- **What you have to do**:
Rewrite the material below, changing every "query" to "search phrase" and leaving all other text as it is.

Rows from a box-labeling dataset:
▬▬▬▬▬▬▬▬▬▬
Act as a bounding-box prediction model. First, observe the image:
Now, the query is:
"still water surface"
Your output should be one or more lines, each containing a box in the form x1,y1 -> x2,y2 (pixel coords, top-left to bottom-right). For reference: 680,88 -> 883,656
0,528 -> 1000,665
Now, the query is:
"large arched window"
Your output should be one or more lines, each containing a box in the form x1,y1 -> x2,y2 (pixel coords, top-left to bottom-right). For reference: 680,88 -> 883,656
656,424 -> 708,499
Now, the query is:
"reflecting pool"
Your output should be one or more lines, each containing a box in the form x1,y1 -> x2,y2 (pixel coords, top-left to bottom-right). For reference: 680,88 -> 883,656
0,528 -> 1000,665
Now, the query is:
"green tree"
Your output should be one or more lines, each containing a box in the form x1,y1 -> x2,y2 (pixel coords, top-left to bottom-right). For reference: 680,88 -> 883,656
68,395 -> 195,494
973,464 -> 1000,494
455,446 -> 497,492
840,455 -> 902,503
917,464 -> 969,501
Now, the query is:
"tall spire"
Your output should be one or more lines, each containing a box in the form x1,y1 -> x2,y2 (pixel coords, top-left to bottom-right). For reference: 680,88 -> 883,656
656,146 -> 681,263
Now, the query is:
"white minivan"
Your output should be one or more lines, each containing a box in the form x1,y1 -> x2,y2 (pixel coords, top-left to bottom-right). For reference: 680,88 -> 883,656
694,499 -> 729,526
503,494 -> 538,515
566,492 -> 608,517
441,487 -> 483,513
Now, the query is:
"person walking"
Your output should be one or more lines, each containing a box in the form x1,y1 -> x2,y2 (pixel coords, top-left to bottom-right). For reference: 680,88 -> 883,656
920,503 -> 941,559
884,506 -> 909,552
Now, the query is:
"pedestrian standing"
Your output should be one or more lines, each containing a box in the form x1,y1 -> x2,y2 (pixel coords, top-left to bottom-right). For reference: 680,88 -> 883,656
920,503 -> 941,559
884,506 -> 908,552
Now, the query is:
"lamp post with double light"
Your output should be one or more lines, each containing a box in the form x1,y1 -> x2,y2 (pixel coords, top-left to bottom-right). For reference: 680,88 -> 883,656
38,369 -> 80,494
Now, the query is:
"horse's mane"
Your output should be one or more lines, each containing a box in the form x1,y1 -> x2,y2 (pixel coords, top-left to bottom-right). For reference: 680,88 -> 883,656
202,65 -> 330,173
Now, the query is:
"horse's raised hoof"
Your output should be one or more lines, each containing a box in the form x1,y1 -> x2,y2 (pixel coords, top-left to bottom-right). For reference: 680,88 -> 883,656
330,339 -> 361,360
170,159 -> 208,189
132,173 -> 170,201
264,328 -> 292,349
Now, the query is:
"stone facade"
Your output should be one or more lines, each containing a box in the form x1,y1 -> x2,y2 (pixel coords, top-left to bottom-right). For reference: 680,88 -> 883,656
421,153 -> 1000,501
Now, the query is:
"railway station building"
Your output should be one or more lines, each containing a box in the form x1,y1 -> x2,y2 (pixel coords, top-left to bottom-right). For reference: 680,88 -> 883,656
▬▬▬▬▬▬▬▬▬▬
- **Answer to the problem**:
Act as a bounding-box prediction model. First, observe the image:
Now, the search phrase is:
"still water surface"
Your output should be one or more lines, each containing a box in the form x1,y1 -> x2,y2 (pixel coords, top-left to bottom-right). For reference: 680,88 -> 883,656
0,528 -> 1000,665
Now, the search phrase is:
"large arched window"
Your output should be one or more lines, each containing a box in the form x1,y1 -> x2,y2 (pixel coords, top-left to bottom-right). For reference: 680,88 -> 883,656
656,424 -> 708,499
Now, the search phrase is:
"reflecting pool"
Your output should be one or more lines, each containing a box in the form x1,y1 -> x2,y2 (pixel coords, top-left to bottom-right). For reference: 680,88 -> 883,656
0,528 -> 1000,665
Now, the search phrase is:
"green tree"
Your output should be one or more lines, each containing a box in the form x1,y1 -> x2,y2 (pixel coords, top-left to bottom-right). For reference: 680,88 -> 883,656
68,395 -> 195,494
973,464 -> 1000,494
455,446 -> 497,492
840,455 -> 902,503
917,464 -> 969,501
Now, the search phrase is:
"tall spire"
Your output should be one or more lines, each containing a box in the form x1,y1 -> x2,y2 (pixel coords, top-left to bottom-right). For reference: 680,88 -> 883,656
656,146 -> 681,263
Now, the search phrase is:
"white minivan"
Your output should be one or more lines, each containing a box in the form x1,y1 -> x2,y2 (pixel coords, top-left to bottom-right). For reference: 680,88 -> 883,656
694,499 -> 729,526
503,494 -> 538,515
566,492 -> 608,517
441,487 -> 483,513
Now, the search phrase is:
"person walking"
Your output should be one or more lines, each containing a box in the form x1,y1 -> x2,y2 (pixel coords, top-left to bottom-right). For reference: 680,88 -> 883,656
920,503 -> 941,559
884,506 -> 909,552
Now, the search phrase is:
"pedestrian standing"
Your output should be one or more lines, each containing a box in the form x1,y1 -> x2,y2 (pixel coords, top-left to bottom-right). For reference: 680,88 -> 883,656
920,503 -> 941,559
884,506 -> 908,552
Now, the search phrase is:
"lamp post with double light"
Your output should be one or more lines, each containing a box in the form x1,y1 -> x2,y2 (pixel coords, top-left to bottom-right). For reference: 680,88 -> 883,656
38,369 -> 80,494
Now, the search phrase is:
"horse's mane"
Your output should be one or more lines, each containing a box in the form x1,y1 -> x2,y2 (pixel coords, top-left to bottom-right). For reference: 680,88 -> 883,656
202,65 -> 330,173
Now, the search phrase is:
"horse's raised hoof"
Your output should be one or more lines, each containing a box in the form x1,y1 -> x2,y2 (pixel coords, top-left to bottom-right). For reference: 680,88 -> 883,656
330,339 -> 361,360
170,159 -> 208,189
132,173 -> 170,201
264,328 -> 292,349
Now, the search phrase is:
"stone facade"
Your output should be one or more lines, each containing a box in the form x1,y1 -> x2,y2 (pixel coords, top-left to bottom-right). For reference: 680,88 -> 883,656
421,153 -> 1000,501
Now, the search phrase is:
"railway station building"
Your output should be one or more lines, each containing a box in the form x1,y1 -> x2,y2 (pixel coords, top-left to bottom-right). For reference: 680,88 -> 883,656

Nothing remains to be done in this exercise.